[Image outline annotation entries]
——————

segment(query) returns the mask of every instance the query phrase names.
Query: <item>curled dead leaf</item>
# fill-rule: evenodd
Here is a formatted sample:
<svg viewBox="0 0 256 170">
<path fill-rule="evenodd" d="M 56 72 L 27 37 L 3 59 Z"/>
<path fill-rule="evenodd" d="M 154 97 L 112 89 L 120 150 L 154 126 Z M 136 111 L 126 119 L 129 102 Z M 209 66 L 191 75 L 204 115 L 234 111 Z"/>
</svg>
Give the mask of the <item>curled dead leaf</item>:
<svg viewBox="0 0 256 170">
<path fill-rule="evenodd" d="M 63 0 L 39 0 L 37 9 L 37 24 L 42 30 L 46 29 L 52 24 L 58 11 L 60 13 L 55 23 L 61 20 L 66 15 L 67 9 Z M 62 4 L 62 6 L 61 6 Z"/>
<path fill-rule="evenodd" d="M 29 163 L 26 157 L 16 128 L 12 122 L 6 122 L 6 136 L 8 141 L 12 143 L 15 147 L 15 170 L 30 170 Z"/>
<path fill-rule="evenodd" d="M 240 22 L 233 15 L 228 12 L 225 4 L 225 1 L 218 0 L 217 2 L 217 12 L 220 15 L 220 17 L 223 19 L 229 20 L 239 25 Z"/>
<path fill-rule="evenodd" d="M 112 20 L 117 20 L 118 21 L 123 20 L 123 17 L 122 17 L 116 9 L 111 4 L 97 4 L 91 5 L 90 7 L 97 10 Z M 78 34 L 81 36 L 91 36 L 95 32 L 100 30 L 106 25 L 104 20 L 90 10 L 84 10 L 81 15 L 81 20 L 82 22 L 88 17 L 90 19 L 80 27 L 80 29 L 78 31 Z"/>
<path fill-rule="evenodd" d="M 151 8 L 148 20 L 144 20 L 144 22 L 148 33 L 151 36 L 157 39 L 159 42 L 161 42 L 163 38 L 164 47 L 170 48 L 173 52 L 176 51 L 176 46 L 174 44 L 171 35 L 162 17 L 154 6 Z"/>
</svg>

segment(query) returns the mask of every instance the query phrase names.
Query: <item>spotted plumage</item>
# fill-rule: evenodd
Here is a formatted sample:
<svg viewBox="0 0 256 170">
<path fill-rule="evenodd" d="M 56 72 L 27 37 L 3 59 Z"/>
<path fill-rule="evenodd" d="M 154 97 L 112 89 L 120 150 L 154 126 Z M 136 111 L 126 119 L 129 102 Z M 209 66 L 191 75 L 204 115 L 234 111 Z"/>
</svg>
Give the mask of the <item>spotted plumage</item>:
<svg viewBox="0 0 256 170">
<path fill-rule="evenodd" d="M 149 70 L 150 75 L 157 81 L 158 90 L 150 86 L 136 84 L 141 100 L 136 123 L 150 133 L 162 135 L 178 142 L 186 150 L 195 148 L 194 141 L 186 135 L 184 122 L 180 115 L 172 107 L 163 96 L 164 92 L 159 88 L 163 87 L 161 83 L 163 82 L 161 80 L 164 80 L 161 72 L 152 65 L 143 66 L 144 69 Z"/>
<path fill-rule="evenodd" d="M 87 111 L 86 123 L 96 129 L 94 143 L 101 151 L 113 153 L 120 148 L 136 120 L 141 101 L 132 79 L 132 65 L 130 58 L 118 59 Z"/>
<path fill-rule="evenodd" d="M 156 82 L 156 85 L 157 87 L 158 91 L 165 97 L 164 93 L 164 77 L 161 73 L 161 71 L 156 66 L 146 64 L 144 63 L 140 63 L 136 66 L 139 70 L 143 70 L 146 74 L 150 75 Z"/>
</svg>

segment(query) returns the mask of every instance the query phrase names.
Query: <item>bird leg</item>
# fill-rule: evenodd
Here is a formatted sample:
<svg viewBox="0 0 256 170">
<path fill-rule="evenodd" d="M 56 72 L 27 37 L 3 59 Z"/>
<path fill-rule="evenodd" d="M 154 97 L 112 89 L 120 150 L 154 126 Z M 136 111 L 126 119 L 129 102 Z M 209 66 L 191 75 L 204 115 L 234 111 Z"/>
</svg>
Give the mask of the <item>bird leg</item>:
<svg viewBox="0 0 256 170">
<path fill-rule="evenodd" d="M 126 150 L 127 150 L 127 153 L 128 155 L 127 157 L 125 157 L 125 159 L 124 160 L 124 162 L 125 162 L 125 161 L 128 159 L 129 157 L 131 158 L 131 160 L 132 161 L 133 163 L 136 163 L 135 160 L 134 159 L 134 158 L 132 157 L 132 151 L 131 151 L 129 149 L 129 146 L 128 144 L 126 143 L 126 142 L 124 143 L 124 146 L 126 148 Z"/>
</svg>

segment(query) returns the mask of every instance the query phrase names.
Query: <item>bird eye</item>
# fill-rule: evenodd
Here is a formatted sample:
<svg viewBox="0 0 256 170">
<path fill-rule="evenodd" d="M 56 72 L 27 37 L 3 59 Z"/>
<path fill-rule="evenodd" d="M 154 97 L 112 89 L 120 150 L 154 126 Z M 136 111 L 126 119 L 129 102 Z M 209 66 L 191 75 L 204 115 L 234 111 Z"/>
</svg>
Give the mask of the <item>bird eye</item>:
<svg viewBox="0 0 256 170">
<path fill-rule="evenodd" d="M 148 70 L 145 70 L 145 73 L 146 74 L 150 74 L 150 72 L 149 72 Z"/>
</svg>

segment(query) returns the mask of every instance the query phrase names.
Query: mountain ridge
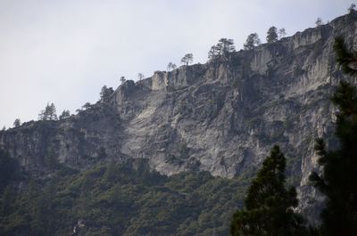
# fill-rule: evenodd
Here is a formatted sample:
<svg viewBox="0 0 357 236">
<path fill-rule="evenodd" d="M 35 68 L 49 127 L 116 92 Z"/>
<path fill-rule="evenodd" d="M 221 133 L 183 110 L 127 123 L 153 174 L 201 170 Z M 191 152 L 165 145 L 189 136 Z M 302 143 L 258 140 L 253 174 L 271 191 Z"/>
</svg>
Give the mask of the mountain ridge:
<svg viewBox="0 0 357 236">
<path fill-rule="evenodd" d="M 345 78 L 335 66 L 333 41 L 343 36 L 357 45 L 356 28 L 356 19 L 345 15 L 253 50 L 126 81 L 108 102 L 69 118 L 1 131 L 0 149 L 39 175 L 51 172 L 52 161 L 85 169 L 138 158 L 169 175 L 233 177 L 256 169 L 278 143 L 301 208 L 309 211 L 319 198 L 308 185 L 317 162 L 313 140 L 333 134 L 328 98 Z"/>
</svg>

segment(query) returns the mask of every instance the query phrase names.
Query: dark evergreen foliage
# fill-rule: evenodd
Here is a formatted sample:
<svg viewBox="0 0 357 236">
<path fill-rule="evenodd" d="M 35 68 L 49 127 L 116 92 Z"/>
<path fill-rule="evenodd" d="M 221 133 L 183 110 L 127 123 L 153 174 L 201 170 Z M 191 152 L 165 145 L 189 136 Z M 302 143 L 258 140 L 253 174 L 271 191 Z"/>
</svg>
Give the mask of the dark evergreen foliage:
<svg viewBox="0 0 357 236">
<path fill-rule="evenodd" d="M 217 45 L 212 45 L 208 52 L 208 58 L 213 59 L 217 56 L 225 56 L 235 51 L 233 39 L 220 38 Z"/>
<path fill-rule="evenodd" d="M 0 194 L 0 235 L 228 235 L 246 185 L 208 172 L 165 176 L 145 160 L 82 172 L 57 164 Z"/>
<path fill-rule="evenodd" d="M 286 159 L 274 146 L 248 189 L 245 209 L 233 216 L 231 235 L 307 235 L 293 210 L 298 204 L 295 189 L 285 187 L 285 169 Z"/>
<path fill-rule="evenodd" d="M 125 79 L 125 78 L 124 78 Z M 123 82 L 122 82 L 123 83 Z M 114 93 L 114 90 L 112 90 L 112 87 L 107 87 L 106 85 L 104 85 L 102 87 L 102 90 L 100 92 L 100 99 L 101 102 L 104 103 L 107 103 L 110 101 L 111 95 Z"/>
<path fill-rule="evenodd" d="M 312 173 L 310 180 L 326 194 L 322 211 L 323 235 L 357 235 L 357 91 L 341 81 L 332 102 L 338 107 L 336 135 L 339 148 L 327 151 L 322 139 L 317 139 L 315 150 L 323 167 L 321 175 Z"/>
<path fill-rule="evenodd" d="M 57 114 L 56 114 L 56 108 L 52 102 L 51 104 L 47 103 L 45 110 L 41 110 L 38 114 L 39 120 L 56 120 Z"/>
<path fill-rule="evenodd" d="M 275 26 L 270 27 L 267 32 L 267 42 L 273 43 L 278 41 L 278 28 Z"/>
<path fill-rule="evenodd" d="M 246 38 L 245 44 L 244 44 L 245 50 L 250 50 L 254 48 L 254 46 L 259 45 L 261 44 L 261 39 L 257 33 L 252 33 Z"/>
<path fill-rule="evenodd" d="M 355 53 L 347 52 L 344 40 L 336 38 L 334 45 L 337 62 L 344 72 L 355 75 Z M 327 151 L 322 139 L 316 140 L 315 150 L 320 155 L 321 175 L 313 172 L 310 180 L 327 197 L 321 213 L 320 232 L 326 236 L 357 235 L 357 90 L 341 81 L 332 96 L 337 106 L 336 136 L 339 147 Z"/>
</svg>

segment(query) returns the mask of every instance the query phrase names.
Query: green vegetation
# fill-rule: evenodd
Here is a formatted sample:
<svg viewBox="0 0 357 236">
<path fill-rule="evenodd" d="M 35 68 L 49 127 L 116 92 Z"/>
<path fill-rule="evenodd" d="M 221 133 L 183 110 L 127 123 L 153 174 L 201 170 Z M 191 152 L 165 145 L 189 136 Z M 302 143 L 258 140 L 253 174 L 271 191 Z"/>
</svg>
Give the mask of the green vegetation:
<svg viewBox="0 0 357 236">
<path fill-rule="evenodd" d="M 211 47 L 208 52 L 208 58 L 214 59 L 220 56 L 226 56 L 232 52 L 235 52 L 233 39 L 220 38 L 217 45 Z"/>
<path fill-rule="evenodd" d="M 285 187 L 285 169 L 286 159 L 274 146 L 248 189 L 245 209 L 233 216 L 231 235 L 307 234 L 302 217 L 293 210 L 298 203 L 295 189 Z"/>
<path fill-rule="evenodd" d="M 275 26 L 270 27 L 267 32 L 267 43 L 278 41 L 278 28 Z"/>
<path fill-rule="evenodd" d="M 145 159 L 80 173 L 58 166 L 30 179 L 20 192 L 4 188 L 0 235 L 71 235 L 74 227 L 73 235 L 227 235 L 248 183 L 208 172 L 165 176 Z"/>
<path fill-rule="evenodd" d="M 243 45 L 245 50 L 251 50 L 261 44 L 261 39 L 257 33 L 252 33 L 246 38 L 245 44 Z"/>
<path fill-rule="evenodd" d="M 357 69 L 349 65 L 357 63 L 357 59 L 346 52 L 341 38 L 336 40 L 335 50 L 345 73 L 355 75 Z M 357 89 L 341 81 L 332 102 L 338 107 L 335 134 L 339 146 L 327 151 L 323 139 L 317 139 L 315 149 L 323 169 L 321 175 L 313 172 L 310 179 L 328 199 L 321 214 L 321 234 L 352 236 L 357 233 Z"/>
</svg>

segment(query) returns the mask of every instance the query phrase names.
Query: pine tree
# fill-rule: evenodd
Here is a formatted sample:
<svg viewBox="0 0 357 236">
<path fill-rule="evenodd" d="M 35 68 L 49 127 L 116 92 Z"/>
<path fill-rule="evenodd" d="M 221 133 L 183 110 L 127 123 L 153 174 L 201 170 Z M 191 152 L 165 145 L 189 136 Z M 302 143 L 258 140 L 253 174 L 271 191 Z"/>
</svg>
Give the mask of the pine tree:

——————

Show each line of the listing above that contains the word "Give".

### Answer for the task
Give the mask of the <item>curled dead leaf</item>:
Give the mask of the <item>spotted plumage</item>:
Give the mask of the <item>bird leg</item>:
Give the mask of the <item>bird eye</item>:
Give the mask of the mountain ridge:
Give the mask of the dark evergreen foliage:
Give the mask of the green vegetation:
Give the mask of the pine tree:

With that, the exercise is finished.